**AIM OF THE EXERCISE:** Reproduce the items below with "enclosing box" swapped in for every "bounding box", changing nothing else. Leave the pictures out of your answer.

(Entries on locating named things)
━━━

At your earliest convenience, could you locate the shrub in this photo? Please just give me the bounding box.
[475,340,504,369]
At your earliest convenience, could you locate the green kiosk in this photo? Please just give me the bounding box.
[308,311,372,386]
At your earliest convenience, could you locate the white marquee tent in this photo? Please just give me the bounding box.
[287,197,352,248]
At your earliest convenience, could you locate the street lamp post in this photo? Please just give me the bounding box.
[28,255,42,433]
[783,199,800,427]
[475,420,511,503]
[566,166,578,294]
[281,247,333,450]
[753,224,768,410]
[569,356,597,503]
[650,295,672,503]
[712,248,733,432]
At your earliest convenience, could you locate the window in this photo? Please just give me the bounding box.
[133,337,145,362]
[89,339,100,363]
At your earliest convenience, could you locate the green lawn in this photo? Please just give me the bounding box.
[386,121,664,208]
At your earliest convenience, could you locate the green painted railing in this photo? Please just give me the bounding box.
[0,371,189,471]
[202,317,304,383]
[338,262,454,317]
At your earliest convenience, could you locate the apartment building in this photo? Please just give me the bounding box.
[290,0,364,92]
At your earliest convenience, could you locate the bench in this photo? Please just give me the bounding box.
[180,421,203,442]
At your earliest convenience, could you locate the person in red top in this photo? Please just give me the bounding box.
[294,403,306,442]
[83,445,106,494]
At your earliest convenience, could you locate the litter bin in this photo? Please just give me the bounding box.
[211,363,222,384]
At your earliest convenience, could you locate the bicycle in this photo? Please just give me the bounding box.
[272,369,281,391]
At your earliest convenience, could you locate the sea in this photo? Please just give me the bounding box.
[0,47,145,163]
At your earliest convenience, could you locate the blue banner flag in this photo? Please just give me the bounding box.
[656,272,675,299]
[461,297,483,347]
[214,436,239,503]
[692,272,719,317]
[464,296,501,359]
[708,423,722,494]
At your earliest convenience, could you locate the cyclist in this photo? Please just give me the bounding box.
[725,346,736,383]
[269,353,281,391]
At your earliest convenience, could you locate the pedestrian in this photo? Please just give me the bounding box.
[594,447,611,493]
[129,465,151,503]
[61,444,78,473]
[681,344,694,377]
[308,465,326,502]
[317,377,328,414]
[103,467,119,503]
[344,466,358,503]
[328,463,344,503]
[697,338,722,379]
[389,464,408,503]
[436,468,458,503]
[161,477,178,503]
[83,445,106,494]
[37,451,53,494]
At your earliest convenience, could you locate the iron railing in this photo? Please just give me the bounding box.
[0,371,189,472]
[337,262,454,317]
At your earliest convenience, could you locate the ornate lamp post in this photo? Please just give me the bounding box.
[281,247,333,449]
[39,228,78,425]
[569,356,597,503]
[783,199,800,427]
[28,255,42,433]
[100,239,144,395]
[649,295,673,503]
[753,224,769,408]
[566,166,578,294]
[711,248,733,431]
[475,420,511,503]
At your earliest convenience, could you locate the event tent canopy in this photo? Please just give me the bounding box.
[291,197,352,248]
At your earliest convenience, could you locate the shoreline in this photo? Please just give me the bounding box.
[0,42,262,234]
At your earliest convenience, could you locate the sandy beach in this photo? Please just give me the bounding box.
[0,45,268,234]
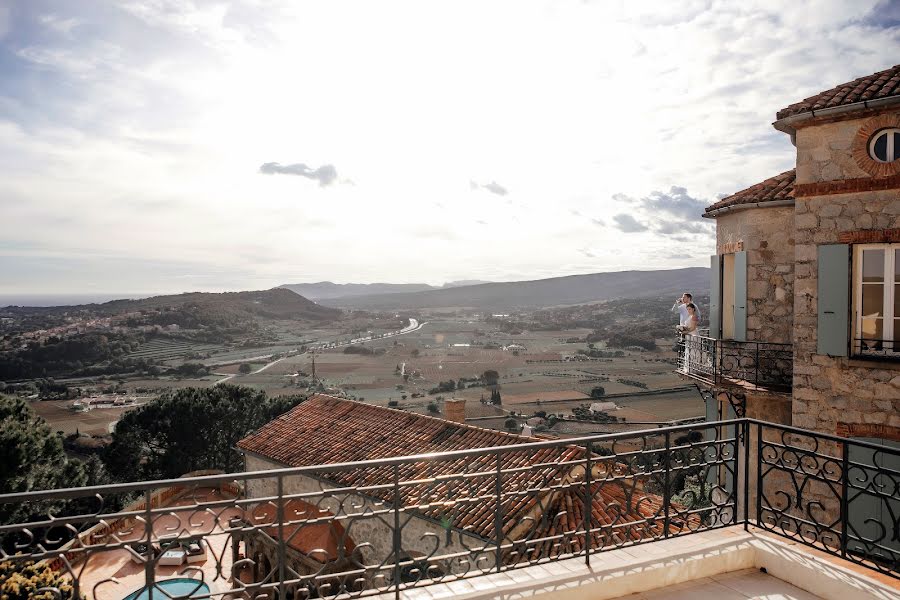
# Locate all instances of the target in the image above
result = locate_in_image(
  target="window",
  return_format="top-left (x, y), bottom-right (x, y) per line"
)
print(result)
top-left (853, 244), bottom-right (900, 357)
top-left (869, 128), bottom-right (900, 163)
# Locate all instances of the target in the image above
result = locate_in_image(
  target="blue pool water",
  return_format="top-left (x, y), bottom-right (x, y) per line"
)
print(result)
top-left (125, 577), bottom-right (209, 600)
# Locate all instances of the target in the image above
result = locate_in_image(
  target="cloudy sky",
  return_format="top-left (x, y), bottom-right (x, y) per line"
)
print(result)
top-left (0, 0), bottom-right (900, 293)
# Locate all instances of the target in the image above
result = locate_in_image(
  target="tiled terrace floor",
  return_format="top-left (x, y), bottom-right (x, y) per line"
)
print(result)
top-left (80, 488), bottom-right (239, 600)
top-left (622, 569), bottom-right (821, 600)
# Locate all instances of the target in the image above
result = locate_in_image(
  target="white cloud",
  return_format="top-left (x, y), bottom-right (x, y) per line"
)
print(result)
top-left (0, 0), bottom-right (900, 291)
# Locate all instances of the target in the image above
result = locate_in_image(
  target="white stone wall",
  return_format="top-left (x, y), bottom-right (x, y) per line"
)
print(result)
top-left (797, 117), bottom-right (870, 184)
top-left (716, 206), bottom-right (794, 343)
top-left (793, 190), bottom-right (900, 434)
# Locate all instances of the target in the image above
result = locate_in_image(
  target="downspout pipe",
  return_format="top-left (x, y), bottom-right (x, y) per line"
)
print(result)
top-left (772, 95), bottom-right (900, 146)
top-left (701, 200), bottom-right (794, 219)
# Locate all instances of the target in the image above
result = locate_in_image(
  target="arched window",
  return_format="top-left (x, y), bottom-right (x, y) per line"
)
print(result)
top-left (869, 128), bottom-right (900, 163)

━━━

**COMPLETED EXERCISE:**
At your earliest convenience, could you locate the shrub in this photo? Please just give me the enclosing box.
[475,340,504,369]
At your earliest convenience, could you locate the green kiosk in this photo? Please just give me the enclosing box.
[308,311,372,386]
At your earliest convenience, could you locate the white marquee tent in this photo? Please just give me the enclosing box.
[287,197,352,248]
At your earliest convenience, could you locate the street lamp post in this photo? Please just give me the enclosing box.
[28,255,42,433]
[783,199,800,427]
[475,420,511,503]
[566,166,578,294]
[281,247,333,450]
[753,224,768,410]
[569,356,597,503]
[650,295,672,503]
[712,248,733,432]
At your earliest convenience, could you locate the window in this photo? Please just give me the enclosing box.
[133,337,145,362]
[89,339,100,363]
At your earliest convenience, could you locate the green lawn in this photo? Please just give me the enclosing box.
[386,121,664,208]
At your earliest convenience, could you locate the green painted railing in this photo? Please just give me the enclosing box.
[0,371,189,471]
[202,317,304,383]
[338,262,454,317]
At your earliest convenience, could you locate the apartment building in this photo? Please just give me the enclosing box.
[290,0,364,92]
At your earliest convenience, could you locate the bench in this photo? Please just give me the enclosing box.
[180,421,203,442]
At your earliest convenience, could you locate the person in red top in this photo? Please just give me the enclosing box.
[294,403,306,442]
[83,445,106,494]
At your earliest convenience, could you locate the litter bin in this photo? Please just give me the enclosing box.
[211,363,222,384]
At your earliest convenience, could you locate the bicycle in this photo? Please just give me the enclosing box.
[272,369,281,391]
At your earliest convenience, could you locate the sea in this photo? Please just give me the enclosing box.
[0,47,145,163]
At your earliest convenience, could you locate the blue banner flag in this photo? Please just give me the enclosing box.
[656,272,675,299]
[461,297,483,347]
[214,436,239,503]
[692,272,719,317]
[464,296,501,359]
[708,423,722,494]
At your earliest convenience, could you locate the cyclist in this photo? Please just give me the enclosing box.
[725,346,736,383]
[269,353,281,391]
At your earliest convenience, could you locate the pedestrian in this photo? Please just give me the enclosing box.
[594,447,611,493]
[129,465,151,503]
[61,444,78,473]
[681,344,694,377]
[308,465,326,502]
[317,377,328,414]
[103,467,119,503]
[344,466,358,503]
[328,463,344,503]
[697,338,722,379]
[389,464,408,503]
[436,468,458,503]
[161,477,178,503]
[83,445,106,494]
[37,451,53,494]
At your earliest convenience, could you locate the iron railing in this photo? Please just give me the enclosing box.
[0,371,189,472]
[337,262,454,317]
At your earliest convenience, could you locate the ornate lamp post in this photo? Please just give me the enclosing box.
[281,247,333,449]
[39,228,78,425]
[569,356,597,503]
[783,199,800,427]
[28,255,42,433]
[100,239,144,395]
[649,295,673,503]
[753,224,769,408]
[566,166,578,294]
[711,248,733,431]
[475,420,511,503]
At your earliest convenience, could you locate the event tent canopy in this photo? Please just give me the enclosing box.
[291,197,352,248]
At your earliest convenience, could you locate the shoreline in this photo? Please just give me the enclosing box.
[0,42,262,234]
At your earliest convenience, could you locate the sandy beach in this photo? Please just give me the enclosing box.
[0,45,268,234]
# Locate all instances of the target in the image above
result = locate_in_image(
  target="window",
  return_format="top-left (x, y), bottom-right (x, y) per line"
)
print(result)
top-left (853, 244), bottom-right (900, 357)
top-left (869, 128), bottom-right (900, 163)
# Locate all instances of the target in the image above
result = locate_in_image(
  target="blue pool water",
  return_format="top-left (x, y), bottom-right (x, y) per line"
)
print(result)
top-left (125, 577), bottom-right (209, 600)
# Locate all instances of the target in the image above
result = locate_in_image(
  target="cloudy sky",
  return_format="top-left (x, y), bottom-right (x, y) per line"
)
print(result)
top-left (0, 0), bottom-right (900, 293)
# Locate all instances of the target in the image above
result = locate_in_image(
  target="tiled terrace floor",
  return_format="top-left (x, y), bottom-right (x, y) per line"
)
print(result)
top-left (80, 488), bottom-right (239, 600)
top-left (622, 569), bottom-right (821, 600)
# Locate all instances of the target in the image above
result = locate_in_image(
  target="white cloud",
  return_format="top-left (x, y), bottom-right (x, y) per line"
)
print(result)
top-left (0, 0), bottom-right (900, 291)
# Locate all instances of the target in the image above
result = locate_in_image(
  target="white stone wall",
  return_format="top-left (x, y), bottom-right (x, y) per line"
)
print(result)
top-left (797, 117), bottom-right (870, 184)
top-left (716, 206), bottom-right (794, 343)
top-left (793, 190), bottom-right (900, 434)
# Locate all instances of the target in the image above
result = locate_in_image(
  target="downspout pipe",
  return_format="top-left (x, y), bottom-right (x, y) per line"
)
print(result)
top-left (772, 95), bottom-right (900, 146)
top-left (701, 200), bottom-right (794, 219)
# Locate all instances of the target in the image above
result = locate_in_image(
  target="arched window",
  return_format="top-left (x, y), bottom-right (x, y) per line"
)
print(result)
top-left (869, 128), bottom-right (900, 163)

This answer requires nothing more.